## [Task objective]
Report how many lines in the entries below contain the string "beak". Give only the number.
--- begin Records to process ---
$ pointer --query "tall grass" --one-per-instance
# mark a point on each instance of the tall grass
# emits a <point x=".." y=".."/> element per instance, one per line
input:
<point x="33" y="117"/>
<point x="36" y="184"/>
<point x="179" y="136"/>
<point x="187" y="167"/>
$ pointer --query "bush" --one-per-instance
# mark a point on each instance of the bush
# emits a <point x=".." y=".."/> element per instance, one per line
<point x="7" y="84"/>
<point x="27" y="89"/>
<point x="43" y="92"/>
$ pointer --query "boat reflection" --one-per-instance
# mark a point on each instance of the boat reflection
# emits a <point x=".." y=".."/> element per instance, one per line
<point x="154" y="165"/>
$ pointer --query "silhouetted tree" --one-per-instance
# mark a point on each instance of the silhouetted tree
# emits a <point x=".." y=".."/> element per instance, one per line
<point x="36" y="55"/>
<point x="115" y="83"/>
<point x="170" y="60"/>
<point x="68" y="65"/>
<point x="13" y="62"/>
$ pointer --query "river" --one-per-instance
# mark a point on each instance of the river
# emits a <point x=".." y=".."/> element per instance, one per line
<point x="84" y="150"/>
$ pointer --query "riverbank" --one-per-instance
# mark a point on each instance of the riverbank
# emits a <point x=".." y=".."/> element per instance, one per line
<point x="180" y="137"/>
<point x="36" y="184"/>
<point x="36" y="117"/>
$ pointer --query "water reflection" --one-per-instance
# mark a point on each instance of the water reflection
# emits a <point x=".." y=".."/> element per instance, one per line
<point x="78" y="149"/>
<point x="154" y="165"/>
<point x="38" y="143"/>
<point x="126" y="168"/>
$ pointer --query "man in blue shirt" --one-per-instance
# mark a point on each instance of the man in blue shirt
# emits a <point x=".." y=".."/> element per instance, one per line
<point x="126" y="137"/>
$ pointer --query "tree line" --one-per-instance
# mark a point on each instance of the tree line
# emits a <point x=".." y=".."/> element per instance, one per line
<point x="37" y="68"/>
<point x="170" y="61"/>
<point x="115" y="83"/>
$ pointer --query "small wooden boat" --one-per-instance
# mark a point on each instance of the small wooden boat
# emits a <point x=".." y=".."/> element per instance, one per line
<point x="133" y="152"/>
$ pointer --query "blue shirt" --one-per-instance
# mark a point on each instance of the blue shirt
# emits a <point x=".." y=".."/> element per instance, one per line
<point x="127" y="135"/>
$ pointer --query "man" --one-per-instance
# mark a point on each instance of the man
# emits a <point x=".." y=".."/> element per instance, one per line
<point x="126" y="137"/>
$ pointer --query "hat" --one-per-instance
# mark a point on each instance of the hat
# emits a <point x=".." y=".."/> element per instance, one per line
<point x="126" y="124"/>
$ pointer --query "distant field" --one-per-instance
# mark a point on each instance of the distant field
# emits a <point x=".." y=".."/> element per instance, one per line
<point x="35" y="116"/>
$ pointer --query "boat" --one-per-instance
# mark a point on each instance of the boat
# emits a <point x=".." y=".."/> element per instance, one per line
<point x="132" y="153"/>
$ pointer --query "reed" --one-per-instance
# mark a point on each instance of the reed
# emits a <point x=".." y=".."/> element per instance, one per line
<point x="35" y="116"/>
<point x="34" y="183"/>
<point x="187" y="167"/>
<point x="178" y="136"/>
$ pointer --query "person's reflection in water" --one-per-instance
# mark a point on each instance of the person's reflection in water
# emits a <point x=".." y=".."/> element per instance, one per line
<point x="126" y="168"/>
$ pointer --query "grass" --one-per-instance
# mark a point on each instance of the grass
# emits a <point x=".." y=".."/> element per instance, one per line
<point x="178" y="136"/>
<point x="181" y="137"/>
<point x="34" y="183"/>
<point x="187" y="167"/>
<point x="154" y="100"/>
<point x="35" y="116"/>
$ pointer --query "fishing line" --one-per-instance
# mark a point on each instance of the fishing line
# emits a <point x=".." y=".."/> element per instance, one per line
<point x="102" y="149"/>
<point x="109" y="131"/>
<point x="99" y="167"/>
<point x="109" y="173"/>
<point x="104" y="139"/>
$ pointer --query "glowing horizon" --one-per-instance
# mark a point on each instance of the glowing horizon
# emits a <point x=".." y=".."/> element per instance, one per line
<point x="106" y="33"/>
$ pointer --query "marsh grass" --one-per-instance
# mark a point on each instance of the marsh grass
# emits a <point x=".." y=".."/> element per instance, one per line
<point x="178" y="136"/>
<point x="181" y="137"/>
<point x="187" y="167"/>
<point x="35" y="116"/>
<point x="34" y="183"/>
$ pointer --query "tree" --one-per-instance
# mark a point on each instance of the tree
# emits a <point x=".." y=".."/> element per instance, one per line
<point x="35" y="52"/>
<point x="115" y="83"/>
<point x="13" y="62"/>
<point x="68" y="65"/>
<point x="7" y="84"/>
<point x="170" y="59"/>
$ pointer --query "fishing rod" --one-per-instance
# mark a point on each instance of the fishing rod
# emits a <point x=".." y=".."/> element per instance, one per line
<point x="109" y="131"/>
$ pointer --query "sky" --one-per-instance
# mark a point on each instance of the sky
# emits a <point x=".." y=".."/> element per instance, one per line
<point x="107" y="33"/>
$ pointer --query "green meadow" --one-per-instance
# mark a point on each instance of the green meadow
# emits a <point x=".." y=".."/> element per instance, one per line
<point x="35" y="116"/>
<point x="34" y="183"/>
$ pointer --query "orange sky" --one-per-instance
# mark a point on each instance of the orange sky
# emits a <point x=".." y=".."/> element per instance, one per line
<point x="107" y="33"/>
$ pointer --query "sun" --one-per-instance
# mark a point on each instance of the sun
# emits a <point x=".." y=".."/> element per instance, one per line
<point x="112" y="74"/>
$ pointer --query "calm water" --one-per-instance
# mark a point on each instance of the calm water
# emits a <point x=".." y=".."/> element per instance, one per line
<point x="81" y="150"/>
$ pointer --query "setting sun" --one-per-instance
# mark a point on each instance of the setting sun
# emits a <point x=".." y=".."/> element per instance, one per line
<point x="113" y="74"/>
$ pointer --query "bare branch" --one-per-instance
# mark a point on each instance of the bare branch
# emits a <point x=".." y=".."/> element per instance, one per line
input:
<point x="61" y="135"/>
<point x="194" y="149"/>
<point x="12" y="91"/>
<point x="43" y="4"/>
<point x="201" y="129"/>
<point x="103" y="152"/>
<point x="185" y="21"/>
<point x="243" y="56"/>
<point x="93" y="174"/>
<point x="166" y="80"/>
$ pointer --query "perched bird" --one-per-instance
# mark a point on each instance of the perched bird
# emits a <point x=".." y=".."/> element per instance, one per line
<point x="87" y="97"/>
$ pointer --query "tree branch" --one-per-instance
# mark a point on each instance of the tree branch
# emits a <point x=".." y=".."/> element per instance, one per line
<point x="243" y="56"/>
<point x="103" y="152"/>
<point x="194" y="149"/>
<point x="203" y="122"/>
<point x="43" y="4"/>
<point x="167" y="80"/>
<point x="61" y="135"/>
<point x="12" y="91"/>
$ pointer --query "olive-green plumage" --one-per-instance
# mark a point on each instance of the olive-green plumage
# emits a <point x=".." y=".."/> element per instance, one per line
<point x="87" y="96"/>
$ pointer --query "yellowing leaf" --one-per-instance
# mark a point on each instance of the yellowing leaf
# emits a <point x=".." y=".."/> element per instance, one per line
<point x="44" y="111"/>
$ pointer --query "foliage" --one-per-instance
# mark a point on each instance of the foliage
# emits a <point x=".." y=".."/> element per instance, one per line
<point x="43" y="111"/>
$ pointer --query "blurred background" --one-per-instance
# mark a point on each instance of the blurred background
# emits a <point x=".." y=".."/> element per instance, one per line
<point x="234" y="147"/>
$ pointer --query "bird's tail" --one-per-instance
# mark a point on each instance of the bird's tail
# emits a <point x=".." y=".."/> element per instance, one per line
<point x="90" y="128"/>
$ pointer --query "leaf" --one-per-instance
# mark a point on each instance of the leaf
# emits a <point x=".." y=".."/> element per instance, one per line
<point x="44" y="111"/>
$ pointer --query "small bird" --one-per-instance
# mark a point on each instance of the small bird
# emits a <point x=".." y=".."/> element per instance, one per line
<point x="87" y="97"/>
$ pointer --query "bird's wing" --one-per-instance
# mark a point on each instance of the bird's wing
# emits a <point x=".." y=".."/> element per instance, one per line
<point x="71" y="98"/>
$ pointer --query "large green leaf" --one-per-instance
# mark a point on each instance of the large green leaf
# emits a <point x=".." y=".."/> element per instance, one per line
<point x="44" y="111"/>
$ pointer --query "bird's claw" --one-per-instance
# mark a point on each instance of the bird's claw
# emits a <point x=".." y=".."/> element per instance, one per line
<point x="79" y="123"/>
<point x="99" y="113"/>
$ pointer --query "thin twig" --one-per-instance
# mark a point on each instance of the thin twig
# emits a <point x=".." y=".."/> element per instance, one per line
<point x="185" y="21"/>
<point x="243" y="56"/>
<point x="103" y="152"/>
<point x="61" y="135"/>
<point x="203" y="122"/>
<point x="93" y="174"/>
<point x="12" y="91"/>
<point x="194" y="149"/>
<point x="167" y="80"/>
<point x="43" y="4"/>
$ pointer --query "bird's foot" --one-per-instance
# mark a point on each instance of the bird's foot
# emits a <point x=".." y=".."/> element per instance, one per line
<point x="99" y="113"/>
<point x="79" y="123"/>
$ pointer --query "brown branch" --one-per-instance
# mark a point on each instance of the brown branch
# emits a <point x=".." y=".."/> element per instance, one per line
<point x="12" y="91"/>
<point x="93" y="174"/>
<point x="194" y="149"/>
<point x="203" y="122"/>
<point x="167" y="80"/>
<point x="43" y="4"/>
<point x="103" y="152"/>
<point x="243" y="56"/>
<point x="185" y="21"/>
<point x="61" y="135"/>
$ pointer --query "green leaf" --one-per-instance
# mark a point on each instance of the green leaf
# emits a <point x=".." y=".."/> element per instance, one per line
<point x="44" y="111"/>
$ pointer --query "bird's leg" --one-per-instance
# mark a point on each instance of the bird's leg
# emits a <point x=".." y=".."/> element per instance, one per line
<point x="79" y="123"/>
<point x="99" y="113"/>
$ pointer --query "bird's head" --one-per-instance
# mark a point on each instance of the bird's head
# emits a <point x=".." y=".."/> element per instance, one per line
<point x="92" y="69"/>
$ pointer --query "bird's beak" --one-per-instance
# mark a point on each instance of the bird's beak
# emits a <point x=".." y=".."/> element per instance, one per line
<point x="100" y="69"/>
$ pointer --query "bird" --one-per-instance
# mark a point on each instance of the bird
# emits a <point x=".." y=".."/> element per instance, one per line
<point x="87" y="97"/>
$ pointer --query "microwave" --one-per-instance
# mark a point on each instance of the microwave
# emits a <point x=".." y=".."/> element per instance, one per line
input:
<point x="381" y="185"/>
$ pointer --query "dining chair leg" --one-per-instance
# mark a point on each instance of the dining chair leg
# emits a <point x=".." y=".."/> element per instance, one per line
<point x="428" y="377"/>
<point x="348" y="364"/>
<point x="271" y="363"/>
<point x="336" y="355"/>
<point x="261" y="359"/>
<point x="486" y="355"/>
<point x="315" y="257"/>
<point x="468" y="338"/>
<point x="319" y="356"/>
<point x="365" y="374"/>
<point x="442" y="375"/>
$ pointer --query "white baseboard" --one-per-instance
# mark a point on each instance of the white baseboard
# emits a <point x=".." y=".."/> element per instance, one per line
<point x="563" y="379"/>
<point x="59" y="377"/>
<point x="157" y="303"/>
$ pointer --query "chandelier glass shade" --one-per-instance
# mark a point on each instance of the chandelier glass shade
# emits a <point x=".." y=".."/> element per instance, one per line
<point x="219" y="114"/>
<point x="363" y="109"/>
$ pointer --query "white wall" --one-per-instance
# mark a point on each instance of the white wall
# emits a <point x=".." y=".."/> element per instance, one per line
--- end Records to process ---
## [Completed exercise]
2